=== Testo in esame ===
--------

Istat: 6 milioni e 20 mila italiani vivono al di sotto della soglia di povertà assoluta
Sono 6 milioni e 20mila gli italiani che secondo gli ultimi dati Istat vivono in una condizione di povertà assoluta. Si tratta di una persona su dieci, circa il triplo di quanto accadeva nel 2005. Sono aumentati anche i minori in stato di povertà assoluta, che per l’Istat sono il 13,8 per cento del totale. L’Istat valuta la soglia di povertà assoluta in base ad un complesso calcolo sul paniere della spesa minima necessaria alla sopravvivenza (alimenti, beni di prima necessità, visite mediche), alla composizione del nucleo familiare e all’area di residenza: tale calcolo, equiparato con precisi standard internazionali. Per esempio la soglia minima oscilla dagli 820 euro al mese di un single di un’area metropolitana del Nord ai 546 euro di un single in un piccolo comune del Meridione, o dai 1400 euro al mese per una famiglia di quattro persone in una metropoli del Nord ai mille euro per un’analoga famiglia di un piccolo centro del Sud. La povertà assoluta è calcolata per chi vive con risorse del 20 per cento minori a tali parametri.
POVERTA’ ASSOLUTA. Nel 2013, in base a questi criteri sono risultate in condizione di povertà assoluta 2 milioni e 28 mila famiglia (pari appunto agli oltre 6 milioni di individui), cioé il 7,9 per cento delle famiglie residenti. Tre milioni e 72 mila persone di queste risiedono nel Mezzogiorno (nel 2012 erano 2 milioni 347 mila), e 1 milione 434 mila sono minori, e 888 mila sono anziani. La condizione di povertà assoluta continua ad aumentare significativamente dal 2011 tra le famiglie con tre, quattro o cinque figli (e sotto le soglie di 1.691-1.226 euro al mese). Nel caso di famiglie con tre figli l’incidenza è salita all’8,3 per cento dei residenti, con 4 figli all’11,8 per cento, e con 5 figli al 22,1 per cento. Si diffonde la povertà assoluta però anche tra le coppie con un figlio, con un’incidenza del 7,5 per cento, e con due figli (incidenza del 10,9 per cento).

--------

=== Compito 1 ===
Secondo il testo sulla povertà assoluta in Italia, quante delle persone in povertà assoluta nel 2013 risiedono nel Mezzogiorno?
=== Compito 2 ===
Prosegui il testo sulla povertà assoluta in Italia dopo la sua ultima frase.
I dati non hanno alcun ruolo in questo lavoro.

[Elementi archiviati]
--------

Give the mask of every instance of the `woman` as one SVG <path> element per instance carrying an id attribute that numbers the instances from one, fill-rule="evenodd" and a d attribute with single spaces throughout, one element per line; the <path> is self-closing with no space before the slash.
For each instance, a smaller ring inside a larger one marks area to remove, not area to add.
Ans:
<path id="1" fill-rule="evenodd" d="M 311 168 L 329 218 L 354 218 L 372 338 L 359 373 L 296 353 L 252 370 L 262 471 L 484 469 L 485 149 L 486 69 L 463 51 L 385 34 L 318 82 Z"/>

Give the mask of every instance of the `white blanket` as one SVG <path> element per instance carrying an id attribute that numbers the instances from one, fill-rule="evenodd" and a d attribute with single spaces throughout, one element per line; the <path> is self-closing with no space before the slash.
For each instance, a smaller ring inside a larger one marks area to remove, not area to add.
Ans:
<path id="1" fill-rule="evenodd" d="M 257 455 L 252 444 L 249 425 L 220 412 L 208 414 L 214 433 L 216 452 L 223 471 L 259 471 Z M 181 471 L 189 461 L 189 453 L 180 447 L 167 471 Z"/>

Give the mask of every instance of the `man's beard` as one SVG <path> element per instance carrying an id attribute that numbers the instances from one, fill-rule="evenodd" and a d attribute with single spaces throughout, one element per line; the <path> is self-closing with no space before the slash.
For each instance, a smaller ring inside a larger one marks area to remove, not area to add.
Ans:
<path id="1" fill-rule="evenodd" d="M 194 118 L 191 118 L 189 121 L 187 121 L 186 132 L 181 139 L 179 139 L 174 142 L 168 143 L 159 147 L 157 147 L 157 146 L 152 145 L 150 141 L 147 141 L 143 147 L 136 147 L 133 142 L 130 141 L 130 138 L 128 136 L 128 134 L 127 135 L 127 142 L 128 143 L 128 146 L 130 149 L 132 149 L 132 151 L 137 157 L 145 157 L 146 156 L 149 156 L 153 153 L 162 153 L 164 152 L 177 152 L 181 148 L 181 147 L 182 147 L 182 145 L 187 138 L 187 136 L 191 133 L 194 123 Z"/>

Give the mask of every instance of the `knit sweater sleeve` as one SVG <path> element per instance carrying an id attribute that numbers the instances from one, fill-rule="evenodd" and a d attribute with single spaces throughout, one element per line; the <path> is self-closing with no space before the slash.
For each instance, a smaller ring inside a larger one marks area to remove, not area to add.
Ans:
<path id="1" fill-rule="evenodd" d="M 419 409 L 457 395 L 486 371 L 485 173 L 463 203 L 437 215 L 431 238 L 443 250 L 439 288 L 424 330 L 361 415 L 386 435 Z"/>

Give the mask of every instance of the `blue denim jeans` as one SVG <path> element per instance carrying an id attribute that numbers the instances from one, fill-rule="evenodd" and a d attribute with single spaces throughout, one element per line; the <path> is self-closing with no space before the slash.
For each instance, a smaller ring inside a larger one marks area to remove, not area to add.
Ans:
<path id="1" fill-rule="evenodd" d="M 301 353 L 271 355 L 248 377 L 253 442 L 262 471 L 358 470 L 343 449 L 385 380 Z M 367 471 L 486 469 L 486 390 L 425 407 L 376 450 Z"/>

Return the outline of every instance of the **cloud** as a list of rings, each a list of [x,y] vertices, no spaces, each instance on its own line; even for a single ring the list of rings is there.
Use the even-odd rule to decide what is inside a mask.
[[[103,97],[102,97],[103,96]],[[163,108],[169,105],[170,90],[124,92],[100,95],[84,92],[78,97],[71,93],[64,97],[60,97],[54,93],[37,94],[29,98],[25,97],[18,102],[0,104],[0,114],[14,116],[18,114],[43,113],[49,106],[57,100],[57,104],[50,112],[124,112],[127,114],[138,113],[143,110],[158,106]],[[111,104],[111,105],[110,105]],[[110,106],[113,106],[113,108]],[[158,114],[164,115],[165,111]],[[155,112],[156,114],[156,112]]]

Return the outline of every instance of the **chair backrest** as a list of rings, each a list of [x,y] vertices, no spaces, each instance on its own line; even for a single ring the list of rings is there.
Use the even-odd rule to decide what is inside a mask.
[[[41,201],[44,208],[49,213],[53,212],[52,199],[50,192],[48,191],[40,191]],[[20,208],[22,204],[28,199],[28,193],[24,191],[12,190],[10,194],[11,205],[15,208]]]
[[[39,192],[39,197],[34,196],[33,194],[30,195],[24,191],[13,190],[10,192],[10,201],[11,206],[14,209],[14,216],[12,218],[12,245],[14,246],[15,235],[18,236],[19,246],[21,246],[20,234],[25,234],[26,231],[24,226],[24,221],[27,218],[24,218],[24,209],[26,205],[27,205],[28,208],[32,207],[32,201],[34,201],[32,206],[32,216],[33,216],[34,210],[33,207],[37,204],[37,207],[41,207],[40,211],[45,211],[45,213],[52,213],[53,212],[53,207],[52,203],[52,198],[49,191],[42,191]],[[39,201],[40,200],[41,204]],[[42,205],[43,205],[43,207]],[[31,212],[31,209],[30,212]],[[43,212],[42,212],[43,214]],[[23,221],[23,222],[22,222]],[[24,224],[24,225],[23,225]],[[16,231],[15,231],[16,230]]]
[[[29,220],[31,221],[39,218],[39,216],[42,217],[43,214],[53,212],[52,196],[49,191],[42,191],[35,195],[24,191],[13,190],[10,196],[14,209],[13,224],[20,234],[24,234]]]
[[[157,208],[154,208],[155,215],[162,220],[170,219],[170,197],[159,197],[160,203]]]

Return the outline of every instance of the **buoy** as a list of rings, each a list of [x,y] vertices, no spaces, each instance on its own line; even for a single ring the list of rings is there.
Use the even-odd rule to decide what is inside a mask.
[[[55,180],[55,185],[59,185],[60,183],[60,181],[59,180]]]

--------

=== Risposta 1 ===
Tre milioni e 72 mila persone.

=== Risposta 2 ===
SITUAZIONE DIFFUSA TRA OPERAI. Circa 1 milione 996mila persone sotto la soglia di povertà assoluta vivono in nuclei dove il capofamiglia svolge la professione operaia (l’incidenza è salita al 14,7 per cento), altre 1 milione e 39 mila persone vivono in nuclei con a capo una persona disoccupata (l’incidenza è arrivata al 34,4 per cento). L’incidenza della povertà aumenta nei nuclei con capofamiglia poco o mediamente istruita (nell’11,1 per cento dei casi di persona con licenza media inferiore, nel 10 per cento dei casi di persone con al massimo la licenza elementare): tale situazione si associa spesso ad un basso profilo professionale (11,8 per cento) o alla difficoltà di entrare o permanere nel mercato del lavoro (dal 23,6 al 28 per cento).
POVERTA’ RELATIVA. L’Istat calcola annualmente anche una soglia sotto la quale si può parlare di povertà relativa: nel 2013, per una famiglia di due componenti tale soglia è risultata di 972,52 euro al mese, e i nuclei di due persone che hanno una spesa mensile pari o inferiore vengono classificate come povere. Per l’anno scorso l’Istat stima che l’incidenza della povertà relativa sia pari al 12,6 per cento, corrispondente a 3 milioni e 420 mila famiglie, per un totale di 10 milioni e 48 mila individui (il 16,6 per cento della popolazione). L’incidenza della povertà relativa è del 6 per cento al Nord, al 7,5 per cento al Centro, e al 26 per cento nel Mezzogiorno. Tale soglia si è diffusa tra le famiglie con quattro componenti (passando dal 18 al 21,7 per cento): l’aumento della povertà relativa si diffonde di più anche al Nord, dove peggiora la condizione delle coppie con tre o più figli, dove l’incidenza della povertà relativa arriva al 21,9 per cento.